Жаль также, что к этому избранному обществу не причтен достойнейший Альвизе Корнаро (1467-1566), которому Республика обязана сельскохозяйственным процветанием Террафермы, ведь именно он стал инициатором и идеологом начавшегося во времена Палладио «бума вилл».
Салютисты почитают в его лице автора сочинения о средствах продления человеческой жизни, где впервые в европейской медицине в качестве панацеи от любой хвори пропагандируется голодание. Но места ему здесь не нашлось, и ничего не поделаешь — что ни Корнаро, то историческое лицо. На всех стен не напасешься.
Для Палладио и его миссии было бесконечно важно, что его заказчиком становится подобное семейство. Одно из самых древних и знатных в Венеции, крепко ассоциируемое с ее средневековым готическим прошлым, оно демонстративно присягнуло его, Палладио.

Показанные записи:
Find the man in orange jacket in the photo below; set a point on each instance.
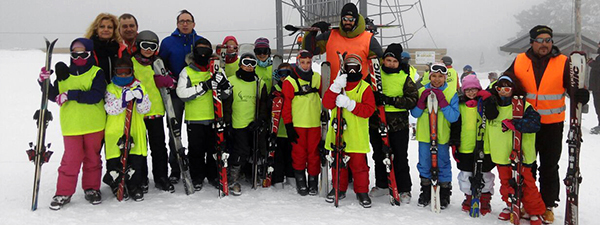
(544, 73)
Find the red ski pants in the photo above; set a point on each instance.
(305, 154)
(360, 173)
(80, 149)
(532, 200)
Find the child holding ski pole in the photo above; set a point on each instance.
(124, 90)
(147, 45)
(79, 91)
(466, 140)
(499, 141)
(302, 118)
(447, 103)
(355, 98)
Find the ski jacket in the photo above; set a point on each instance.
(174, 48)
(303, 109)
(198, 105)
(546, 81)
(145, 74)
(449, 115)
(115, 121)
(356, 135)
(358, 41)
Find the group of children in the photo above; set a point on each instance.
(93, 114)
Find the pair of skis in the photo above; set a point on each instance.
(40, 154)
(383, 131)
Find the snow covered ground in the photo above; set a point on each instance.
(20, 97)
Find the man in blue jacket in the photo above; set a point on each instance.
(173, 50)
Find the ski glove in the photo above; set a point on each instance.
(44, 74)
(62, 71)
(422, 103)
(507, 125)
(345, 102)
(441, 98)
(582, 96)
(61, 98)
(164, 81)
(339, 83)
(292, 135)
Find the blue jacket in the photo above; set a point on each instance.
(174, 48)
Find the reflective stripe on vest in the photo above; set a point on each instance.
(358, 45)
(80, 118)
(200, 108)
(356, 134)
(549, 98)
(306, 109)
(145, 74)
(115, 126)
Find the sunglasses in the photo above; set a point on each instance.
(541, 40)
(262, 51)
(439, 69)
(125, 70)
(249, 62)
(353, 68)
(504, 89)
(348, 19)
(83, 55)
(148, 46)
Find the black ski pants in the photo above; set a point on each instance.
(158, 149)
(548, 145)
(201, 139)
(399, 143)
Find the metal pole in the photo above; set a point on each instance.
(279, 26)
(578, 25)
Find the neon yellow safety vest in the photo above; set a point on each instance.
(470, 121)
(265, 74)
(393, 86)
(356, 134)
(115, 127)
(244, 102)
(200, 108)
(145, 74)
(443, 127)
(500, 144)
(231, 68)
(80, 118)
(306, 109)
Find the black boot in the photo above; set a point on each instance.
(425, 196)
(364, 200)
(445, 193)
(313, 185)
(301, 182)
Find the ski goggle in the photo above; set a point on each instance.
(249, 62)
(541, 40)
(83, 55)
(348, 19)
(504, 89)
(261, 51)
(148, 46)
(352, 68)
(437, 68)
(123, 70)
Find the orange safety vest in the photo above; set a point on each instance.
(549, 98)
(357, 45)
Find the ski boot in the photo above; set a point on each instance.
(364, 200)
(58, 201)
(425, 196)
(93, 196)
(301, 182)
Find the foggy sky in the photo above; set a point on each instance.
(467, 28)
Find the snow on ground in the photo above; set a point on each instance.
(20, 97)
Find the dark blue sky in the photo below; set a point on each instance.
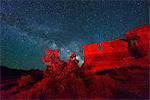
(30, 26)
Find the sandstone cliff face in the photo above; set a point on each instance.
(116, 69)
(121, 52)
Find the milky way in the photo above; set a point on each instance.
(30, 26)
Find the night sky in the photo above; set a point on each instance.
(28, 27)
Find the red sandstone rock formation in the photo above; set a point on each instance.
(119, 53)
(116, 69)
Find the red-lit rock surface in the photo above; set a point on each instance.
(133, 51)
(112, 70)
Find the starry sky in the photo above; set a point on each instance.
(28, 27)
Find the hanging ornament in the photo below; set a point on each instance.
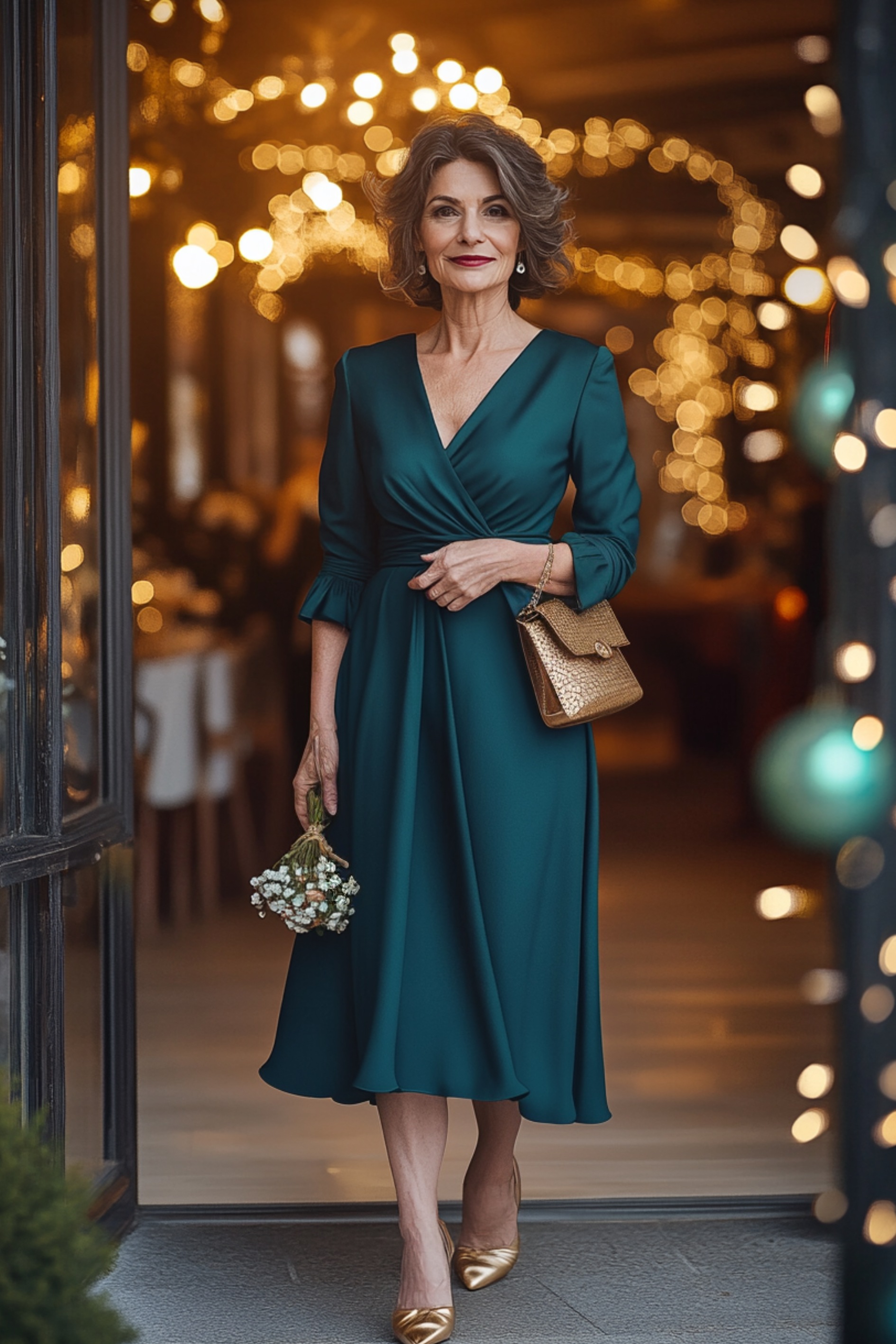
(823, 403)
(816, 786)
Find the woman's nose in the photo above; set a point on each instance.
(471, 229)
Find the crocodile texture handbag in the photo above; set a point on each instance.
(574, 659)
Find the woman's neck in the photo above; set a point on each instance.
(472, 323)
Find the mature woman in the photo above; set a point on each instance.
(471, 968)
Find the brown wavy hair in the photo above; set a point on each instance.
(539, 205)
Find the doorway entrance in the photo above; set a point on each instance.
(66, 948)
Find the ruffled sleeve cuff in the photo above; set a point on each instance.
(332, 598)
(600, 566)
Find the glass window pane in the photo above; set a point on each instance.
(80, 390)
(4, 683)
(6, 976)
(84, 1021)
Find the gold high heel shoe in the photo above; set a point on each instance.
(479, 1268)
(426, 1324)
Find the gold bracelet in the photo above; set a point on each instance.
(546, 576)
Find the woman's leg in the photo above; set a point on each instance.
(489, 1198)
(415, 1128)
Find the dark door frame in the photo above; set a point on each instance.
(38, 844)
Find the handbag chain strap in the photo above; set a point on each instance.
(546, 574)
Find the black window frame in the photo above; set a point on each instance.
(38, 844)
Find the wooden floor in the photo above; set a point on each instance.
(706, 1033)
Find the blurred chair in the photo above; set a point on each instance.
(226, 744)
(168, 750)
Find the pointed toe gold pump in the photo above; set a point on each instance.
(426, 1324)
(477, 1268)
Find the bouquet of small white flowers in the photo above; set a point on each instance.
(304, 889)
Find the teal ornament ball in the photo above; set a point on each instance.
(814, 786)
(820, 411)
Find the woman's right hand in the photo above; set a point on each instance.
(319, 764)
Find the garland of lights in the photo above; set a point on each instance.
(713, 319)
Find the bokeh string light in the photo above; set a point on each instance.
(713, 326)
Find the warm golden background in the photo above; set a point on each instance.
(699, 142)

Что нужно сделать:
По фрагменту о Палладио объясните в одном–трех предложениях, почему для Палладио и его миссии было бесконечно важно, что его заказчиком становится «подобное семейство». Приведенный материал никак не связан с фрагментом о Палладио.

Решение задания:
Это семейство было одним из самых древних и знатных в Венеции и прочно ассоциировалось с ее средневековым готическим прошлым. При этом оно демонстративно присягнуло Палладио.